#### SELECCIÓN:

════════════════════

ISAAC
JULIEN: PLAYTIME
GALERÍA
HELGA DE ALVEAR: 15/01/15-16/05/15
Raymond
Chandler, en una de
sus portentosas novelas, dice a través de uno de sus personajes: “Hay algo muy
peculiar acerca del dinero. En grandes cantidades tiende a adquirir conciencia
propia, incluso vida propia. El poder del dinero resulta muy difícil de
controlar”. En términos similares se expresa Rafael Argullol quien, en una reciente entrevista para la revista Laoconte, comenta que lo que está
sucediendo en los últimos años es una “antropomorfización de los mecanismos
propios del sistema” que, llevada a gran escala, garantiza que sea el Mercado
el único capaz de tener sentimientos. “Pánico en los mercados”, “histeria en la
bolsa”, “depresión de los valores bursátiles”, son frases mediáticas que
ocultan la verdadera realidad: que el capital nos ha chupado hasta el alma y
que ya solo nos resta simular como que nos enteramos de que va el asunto
mientras no hacemos otra cosa que dotar de energía libidinal al Matrix que habitamos.
De esta sensación de íntima ajenidad,
de extraña familiaridad con que vemos crecer exponencialmente al capital es de
lo que trata este colosal video de Isaac
Julien. Cómo el dinero nos azota, nos seduce, nos pone cachondos aun a
riesgo de que al instante siguiente nos suelte una bofetada de las suyas y nos
deje con un tembleque que puede durar, como poco, una vida entera.
El capital, siempre el capital en el
centro del meollo. Y es que el capital permite la inversión ideológica que tan
buenos frutos ha dado en las últimas décadas: el capital, la fascinación y
seducción que genera, hace que las mecánicas ideológicas no operen ya bajo el
yugo de la coacción sino que acentúen únicamente la seducción, el onanismo, el
placer que podemos alcanzar con solo seguir una pequeña serie de reglas que,
eso sí, hemos interiorizado y repetimos como papagayos.
Dicho en otras palabras, el capital
permite que nuestra vida haya devenido un recreo constante, que nuestros deseos
estén ahí solo para satisfacerlos al instante siguiente, que todo quede
reducido a un juego perverso donde, por fin –y según reza el eslogan de marca
de nuestra ideología– nadie esté engañado.
No por otra razón el título de este
espectacular vídeo es Playtime: porque lo que ha querido
hacer Julien es representar, hacer
visible, la red invisible e intangible que genera este capitalismo tan de
última generación que es el nuestro, un capitalismo que bien puede decirse que
es el régimen que impera en un recreo cualquiera.
Porque en eso se parece este régimen
nuestro y un recreo: en que el estado de excepción es el que impera en ambos,
en que las leyes están solamente para quedar interrumpidas, suspendidas. Si
algún rasgo mesiánico tiene este capitalismo es que juega con la idea de la
venida, del acontecimiento que nos sacará de esta situación fáctica de idioticia
consensuada. Pero, claro está, para mantener tal vana esperanza hemos de estar
enchufados, hemos de simular que disfrutamos del recreo como niños, hemos de
jugar sin más, hemos de –en definitiva y paradójicamente– no esperar nada, nada
más que la siguiente mercancía, ahí donde hemos condensado todos nuestros
deseos.

════════════════════

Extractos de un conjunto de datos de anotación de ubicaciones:
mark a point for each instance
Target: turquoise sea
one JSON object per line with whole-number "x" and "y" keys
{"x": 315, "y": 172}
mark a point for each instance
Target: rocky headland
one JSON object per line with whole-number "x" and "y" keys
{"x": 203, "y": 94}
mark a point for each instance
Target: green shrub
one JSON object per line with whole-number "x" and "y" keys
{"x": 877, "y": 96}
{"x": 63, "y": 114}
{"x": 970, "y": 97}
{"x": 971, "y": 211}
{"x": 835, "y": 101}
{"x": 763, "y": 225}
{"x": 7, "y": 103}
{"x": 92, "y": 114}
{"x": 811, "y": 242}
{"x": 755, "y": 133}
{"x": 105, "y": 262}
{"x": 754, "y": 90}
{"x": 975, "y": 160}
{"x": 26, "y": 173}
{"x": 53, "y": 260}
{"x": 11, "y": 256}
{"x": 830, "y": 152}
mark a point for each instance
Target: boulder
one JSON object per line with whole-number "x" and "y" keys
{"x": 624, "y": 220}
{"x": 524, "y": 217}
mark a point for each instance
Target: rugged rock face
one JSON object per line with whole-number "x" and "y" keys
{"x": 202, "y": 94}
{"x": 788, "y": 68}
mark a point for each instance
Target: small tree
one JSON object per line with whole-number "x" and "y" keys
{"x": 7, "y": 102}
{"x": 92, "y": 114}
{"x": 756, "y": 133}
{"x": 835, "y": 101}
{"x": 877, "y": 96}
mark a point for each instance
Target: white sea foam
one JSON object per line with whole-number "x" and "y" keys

════════════════════

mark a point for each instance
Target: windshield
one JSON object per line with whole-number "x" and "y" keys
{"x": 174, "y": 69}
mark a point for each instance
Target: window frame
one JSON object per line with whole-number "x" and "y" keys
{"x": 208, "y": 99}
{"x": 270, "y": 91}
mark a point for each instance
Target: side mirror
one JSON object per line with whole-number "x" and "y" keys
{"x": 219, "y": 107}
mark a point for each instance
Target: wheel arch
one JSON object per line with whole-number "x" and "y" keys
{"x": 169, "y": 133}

════════════════════

#### TAREAS Y EJERCICIOS:
[a] Responde a estas preguntas a partir de la reseña sobre Playtime:
(i) ¿En qué revista se publicó la entrevista a Rafael Argullol?
(ii) ¿Qué fechas figuran en el encabezado junto al nombre de la galería?
(iii) ¿En qué se parecen el régimen actual y un recreo, según la reseña?
[b] Escribe una continuación de la reseña sobre Playtime a partir de su última frase.

#### RESPUESTAS DADAS:
[a]
(i) En la revista Laoconte.
(ii) 15/01/15-16/05/15.
(iii) En que en ambos impera el estado de excepción y las leyes están solamente para quedar interrumpidas, suspendidas.

[b]
Y es precisamente en esa paradoja
donde se inserta la mirada del artista: Julien
nos enseña cómo la frontera que construye el antagonismo –pues toda sociedad se
forja en el ocultar un antagonismo fundacional– es un secreto que está a la
vista. Ya no es el ser de derechas o el ser de izquierdas, no es ser progre o
ser carca, no es ni siquiera el ser rico o el ser pobre. La brecha antagónica
que hace que tanto unos como otros nos lo pasemos teta en el recreo es que
todos simulamos pero, eso sí, con una diferencia: aquellos que pueden dejar
claro que todo es una pura escenificación, una trola de tomo y lomo, y aquellos
otros que han de agarrarse a alguna realidad, a alguna verdad que evite que
todo se desvanezca de un plumazo. Es decir: aquellos que están tan sujetados
por el sistema que saben el secreto del capital (que nada vale más que otra
cosa, que toda jerarquización en el valor de cambio es la ficción más mentirosa
de todas) y aquellos que necesitan creer que algo puede tener un valor fijo.
Dicho de otra manera: aquellos que juegan sin reglas y aquellos otros que
necesitan jugar con alguna regla.
De los cinco personajes que se relacionan
(pues el capitalismo no es sino un régimen relacional como otro cualquiera, un
juego entre quienes juegan con reglas y quienes ya no las usan) quizá quienes
más antagonismos muestran no sean sino el Artista y el Subastador. Ambos,
reales como la vida misma, dan el contrapunto a este antagonismo que se erige
sobre el secreto propio del capital: que nadie
nunca, repetimos, está engañado.
El Artista, figura basada en Thorsten Henn (fotógrafo que colaboró
con el propio Julien en muchas de
sus fotografías), cree poder realizar su sueño –construirse una casa modernista
en su Islandia natal– pero en el año 2008 la brutal crisis financiera se llevó
por delante a su casa y a su familia. El deambular por lo que queda de su casa
anula casi cualquier metáfora hasta el límite de que la estancia se convierte
en una escalera de M. C. Escher: imagen
preclara de un capitalismo donde nada es lo que parece.
Así pues, Henn es de los primeros, de los que creen que, hasta cierto punto,
las cosas valen lo que cuestan. Cuando desesperado se pregunta por qué nadie le
paró, la respuesta es tan nítida que se nos puede erizar el pelo de la congoja:
no digas que no lo sabías, el secreto está a la vista, todo el mundo lo sabe,
todo el mundo sabe que nadie es engañado.
Solo que semejante respuesta –la que
da el capital al reguero de víctimas que ha ido dejando por el camino– es
proferida en su angulosa mitad. Porque lo que queda siempre por decir es
aquello que no puede decirse ya que, en tal caso, el secreto quedaría anulado.
Y lo que no puede ser dicho es que toda verdad señala a su maquínica inversión.
Así, al decir que nadie está siendo engañado lo único que se hace es ocultar su
inversión dialéctica: es decir, el hecho de que todos estamos siendo engañados.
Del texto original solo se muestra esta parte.